(Saved entries)
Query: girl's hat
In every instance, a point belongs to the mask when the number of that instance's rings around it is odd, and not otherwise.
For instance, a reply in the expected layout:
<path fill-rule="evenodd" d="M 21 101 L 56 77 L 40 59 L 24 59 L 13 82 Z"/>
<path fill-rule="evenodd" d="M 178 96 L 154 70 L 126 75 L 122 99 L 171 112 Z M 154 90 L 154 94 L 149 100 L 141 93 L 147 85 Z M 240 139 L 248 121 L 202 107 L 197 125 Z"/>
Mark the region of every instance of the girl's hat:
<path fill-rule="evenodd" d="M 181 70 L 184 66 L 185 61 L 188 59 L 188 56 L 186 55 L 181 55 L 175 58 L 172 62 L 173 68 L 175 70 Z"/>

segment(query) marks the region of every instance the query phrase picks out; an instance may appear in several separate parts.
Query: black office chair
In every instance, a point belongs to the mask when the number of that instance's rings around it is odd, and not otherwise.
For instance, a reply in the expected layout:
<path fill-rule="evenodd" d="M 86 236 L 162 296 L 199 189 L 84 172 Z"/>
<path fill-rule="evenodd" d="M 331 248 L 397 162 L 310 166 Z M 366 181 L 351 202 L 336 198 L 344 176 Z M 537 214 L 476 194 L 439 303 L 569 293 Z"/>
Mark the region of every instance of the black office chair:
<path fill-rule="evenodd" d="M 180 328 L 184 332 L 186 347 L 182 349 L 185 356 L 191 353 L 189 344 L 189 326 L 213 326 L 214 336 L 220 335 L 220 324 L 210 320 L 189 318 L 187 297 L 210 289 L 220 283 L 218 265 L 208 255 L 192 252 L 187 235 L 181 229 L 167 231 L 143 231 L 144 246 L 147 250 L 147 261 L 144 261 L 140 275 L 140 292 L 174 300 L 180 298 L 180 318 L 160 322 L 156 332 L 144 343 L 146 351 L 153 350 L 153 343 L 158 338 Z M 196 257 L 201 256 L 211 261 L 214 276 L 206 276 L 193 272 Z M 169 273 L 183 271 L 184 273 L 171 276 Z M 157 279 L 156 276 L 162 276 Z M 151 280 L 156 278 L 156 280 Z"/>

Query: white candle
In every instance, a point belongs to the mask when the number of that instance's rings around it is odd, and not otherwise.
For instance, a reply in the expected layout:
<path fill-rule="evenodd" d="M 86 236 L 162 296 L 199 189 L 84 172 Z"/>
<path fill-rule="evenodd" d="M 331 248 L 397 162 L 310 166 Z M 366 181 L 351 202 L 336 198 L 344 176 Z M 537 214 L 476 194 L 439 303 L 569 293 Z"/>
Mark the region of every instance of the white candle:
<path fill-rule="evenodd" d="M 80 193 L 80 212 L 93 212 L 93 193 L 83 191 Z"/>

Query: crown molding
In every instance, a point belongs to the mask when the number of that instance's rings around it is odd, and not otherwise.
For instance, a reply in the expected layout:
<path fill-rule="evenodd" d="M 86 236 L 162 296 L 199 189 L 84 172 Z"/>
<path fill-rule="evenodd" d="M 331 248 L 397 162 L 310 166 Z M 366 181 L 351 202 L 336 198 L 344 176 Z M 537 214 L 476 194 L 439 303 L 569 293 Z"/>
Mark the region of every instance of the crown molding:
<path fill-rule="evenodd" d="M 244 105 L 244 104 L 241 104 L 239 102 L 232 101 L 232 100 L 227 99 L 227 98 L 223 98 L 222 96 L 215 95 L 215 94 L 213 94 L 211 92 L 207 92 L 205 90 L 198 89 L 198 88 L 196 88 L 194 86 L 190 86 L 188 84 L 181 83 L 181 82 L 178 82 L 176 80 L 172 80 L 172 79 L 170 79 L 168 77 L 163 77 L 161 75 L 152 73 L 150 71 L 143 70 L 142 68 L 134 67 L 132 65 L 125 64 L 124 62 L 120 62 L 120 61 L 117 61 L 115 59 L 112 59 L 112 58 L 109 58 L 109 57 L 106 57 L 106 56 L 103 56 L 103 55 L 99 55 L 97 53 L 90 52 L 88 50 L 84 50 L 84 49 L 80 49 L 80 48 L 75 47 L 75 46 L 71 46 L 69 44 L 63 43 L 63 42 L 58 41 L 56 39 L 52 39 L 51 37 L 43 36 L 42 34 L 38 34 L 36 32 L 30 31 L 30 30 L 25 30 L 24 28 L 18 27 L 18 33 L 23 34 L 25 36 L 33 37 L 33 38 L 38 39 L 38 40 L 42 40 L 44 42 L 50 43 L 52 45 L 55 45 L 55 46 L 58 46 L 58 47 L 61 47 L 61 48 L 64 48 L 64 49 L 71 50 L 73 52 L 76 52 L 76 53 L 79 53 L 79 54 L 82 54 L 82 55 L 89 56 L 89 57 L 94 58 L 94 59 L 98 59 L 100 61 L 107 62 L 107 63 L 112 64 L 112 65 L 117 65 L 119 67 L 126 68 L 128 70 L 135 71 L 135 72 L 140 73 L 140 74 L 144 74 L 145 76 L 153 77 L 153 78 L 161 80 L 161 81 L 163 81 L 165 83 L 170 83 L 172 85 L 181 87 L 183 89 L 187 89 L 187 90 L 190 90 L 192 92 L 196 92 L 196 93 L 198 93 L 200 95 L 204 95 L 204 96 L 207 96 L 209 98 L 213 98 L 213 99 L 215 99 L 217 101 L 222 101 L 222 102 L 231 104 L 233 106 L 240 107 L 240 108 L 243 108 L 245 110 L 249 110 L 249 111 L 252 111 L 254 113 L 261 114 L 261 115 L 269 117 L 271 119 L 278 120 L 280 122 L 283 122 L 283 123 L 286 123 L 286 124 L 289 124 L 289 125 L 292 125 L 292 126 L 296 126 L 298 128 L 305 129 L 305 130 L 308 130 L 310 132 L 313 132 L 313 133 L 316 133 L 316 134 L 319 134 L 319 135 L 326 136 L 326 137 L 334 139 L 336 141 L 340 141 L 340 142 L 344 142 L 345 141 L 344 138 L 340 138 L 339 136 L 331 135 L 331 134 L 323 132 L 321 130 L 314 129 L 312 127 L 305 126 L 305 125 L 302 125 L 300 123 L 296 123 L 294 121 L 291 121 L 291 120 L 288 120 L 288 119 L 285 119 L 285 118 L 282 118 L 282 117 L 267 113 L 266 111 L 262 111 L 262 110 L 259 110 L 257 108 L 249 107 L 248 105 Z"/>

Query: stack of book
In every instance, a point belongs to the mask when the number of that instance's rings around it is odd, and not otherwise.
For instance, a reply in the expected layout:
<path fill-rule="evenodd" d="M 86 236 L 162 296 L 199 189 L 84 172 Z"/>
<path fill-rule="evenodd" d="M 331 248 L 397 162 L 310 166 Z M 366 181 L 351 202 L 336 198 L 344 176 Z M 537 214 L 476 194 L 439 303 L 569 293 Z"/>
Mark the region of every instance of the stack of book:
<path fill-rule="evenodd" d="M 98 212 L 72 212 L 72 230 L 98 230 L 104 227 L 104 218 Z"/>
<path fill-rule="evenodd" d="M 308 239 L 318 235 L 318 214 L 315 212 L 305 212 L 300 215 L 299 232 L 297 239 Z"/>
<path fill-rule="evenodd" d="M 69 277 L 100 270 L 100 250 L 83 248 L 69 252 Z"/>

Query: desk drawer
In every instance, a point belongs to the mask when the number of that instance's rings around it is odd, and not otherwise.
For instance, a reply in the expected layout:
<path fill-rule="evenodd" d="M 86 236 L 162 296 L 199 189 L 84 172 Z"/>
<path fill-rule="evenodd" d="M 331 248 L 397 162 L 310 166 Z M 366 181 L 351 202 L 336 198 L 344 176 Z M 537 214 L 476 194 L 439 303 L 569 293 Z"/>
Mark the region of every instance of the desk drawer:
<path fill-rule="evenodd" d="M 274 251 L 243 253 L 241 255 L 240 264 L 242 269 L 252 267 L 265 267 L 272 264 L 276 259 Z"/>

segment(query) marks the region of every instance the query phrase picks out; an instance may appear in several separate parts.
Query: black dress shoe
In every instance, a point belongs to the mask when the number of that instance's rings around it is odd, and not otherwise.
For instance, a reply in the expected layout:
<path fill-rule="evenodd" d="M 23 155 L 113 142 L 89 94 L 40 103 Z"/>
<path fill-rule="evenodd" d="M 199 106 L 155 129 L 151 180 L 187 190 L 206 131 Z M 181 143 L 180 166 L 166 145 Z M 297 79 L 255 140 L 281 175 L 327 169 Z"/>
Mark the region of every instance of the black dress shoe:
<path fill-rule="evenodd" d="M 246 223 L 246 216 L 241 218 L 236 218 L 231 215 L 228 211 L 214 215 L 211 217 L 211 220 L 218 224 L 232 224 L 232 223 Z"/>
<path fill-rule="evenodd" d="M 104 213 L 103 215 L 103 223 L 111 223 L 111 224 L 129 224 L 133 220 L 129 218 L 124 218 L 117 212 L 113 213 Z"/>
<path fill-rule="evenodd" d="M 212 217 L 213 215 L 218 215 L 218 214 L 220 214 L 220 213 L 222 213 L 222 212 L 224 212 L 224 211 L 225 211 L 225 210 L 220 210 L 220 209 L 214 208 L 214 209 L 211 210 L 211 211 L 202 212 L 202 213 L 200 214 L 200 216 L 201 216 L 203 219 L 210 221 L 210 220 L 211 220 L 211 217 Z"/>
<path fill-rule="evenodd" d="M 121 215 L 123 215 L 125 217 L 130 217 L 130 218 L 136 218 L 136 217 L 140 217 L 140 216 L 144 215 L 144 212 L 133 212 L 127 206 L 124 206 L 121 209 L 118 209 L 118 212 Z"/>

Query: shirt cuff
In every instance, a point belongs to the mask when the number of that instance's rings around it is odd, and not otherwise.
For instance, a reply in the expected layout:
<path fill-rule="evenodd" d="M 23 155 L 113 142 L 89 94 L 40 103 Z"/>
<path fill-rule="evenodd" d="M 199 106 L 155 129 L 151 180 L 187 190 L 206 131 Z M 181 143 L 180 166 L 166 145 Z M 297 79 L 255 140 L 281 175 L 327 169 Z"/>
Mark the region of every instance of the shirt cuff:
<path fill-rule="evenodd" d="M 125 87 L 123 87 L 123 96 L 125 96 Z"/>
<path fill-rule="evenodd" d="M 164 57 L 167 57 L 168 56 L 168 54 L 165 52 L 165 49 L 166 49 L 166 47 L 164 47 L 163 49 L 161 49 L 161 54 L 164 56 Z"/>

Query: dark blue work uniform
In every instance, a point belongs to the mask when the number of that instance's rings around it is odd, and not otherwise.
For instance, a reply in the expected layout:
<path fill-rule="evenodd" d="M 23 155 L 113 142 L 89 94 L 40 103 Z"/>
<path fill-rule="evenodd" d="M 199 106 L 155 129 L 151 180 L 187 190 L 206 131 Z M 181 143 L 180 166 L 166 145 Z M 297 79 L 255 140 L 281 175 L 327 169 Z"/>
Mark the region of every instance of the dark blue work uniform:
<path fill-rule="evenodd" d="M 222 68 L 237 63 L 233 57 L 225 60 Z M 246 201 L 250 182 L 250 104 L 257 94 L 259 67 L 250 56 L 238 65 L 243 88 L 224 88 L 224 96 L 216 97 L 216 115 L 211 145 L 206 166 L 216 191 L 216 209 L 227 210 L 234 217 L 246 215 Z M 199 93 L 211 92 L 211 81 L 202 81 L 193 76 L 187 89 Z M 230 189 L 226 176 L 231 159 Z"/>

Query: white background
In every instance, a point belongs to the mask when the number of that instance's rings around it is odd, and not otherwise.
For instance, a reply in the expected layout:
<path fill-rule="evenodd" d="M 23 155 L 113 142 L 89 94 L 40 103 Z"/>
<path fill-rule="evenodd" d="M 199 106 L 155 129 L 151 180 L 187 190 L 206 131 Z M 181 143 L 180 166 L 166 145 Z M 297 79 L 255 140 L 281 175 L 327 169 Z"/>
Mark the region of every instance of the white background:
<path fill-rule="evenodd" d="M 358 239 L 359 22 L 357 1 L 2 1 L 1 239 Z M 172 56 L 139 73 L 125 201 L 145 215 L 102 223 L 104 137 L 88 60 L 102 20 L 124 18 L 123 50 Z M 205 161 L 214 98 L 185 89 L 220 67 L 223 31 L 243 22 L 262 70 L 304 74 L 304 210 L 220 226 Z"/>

_Required work_
Of the entries above, repeat exactly the lines between the line with "21 101 L 56" and the line with "Query: black office chair", inclusive, and no others.

_Final answer_
<path fill-rule="evenodd" d="M 21 101 L 56 77 L 40 59 L 24 59 L 13 82 Z"/>
<path fill-rule="evenodd" d="M 178 96 L 154 70 L 126 75 L 122 99 L 171 112 Z M 154 90 L 154 94 L 149 100 L 141 93 L 147 85 Z M 240 139 L 248 121 L 202 107 L 197 125 Z"/>
Mark the region of every instance of the girl's hat:
<path fill-rule="evenodd" d="M 181 70 L 184 66 L 185 61 L 188 59 L 188 56 L 186 55 L 181 55 L 175 58 L 172 62 L 173 68 L 175 70 Z"/>

segment(query) marks the region of every instance the query phrase picks out; an instance may appear in several separate parts.
Query: black office chair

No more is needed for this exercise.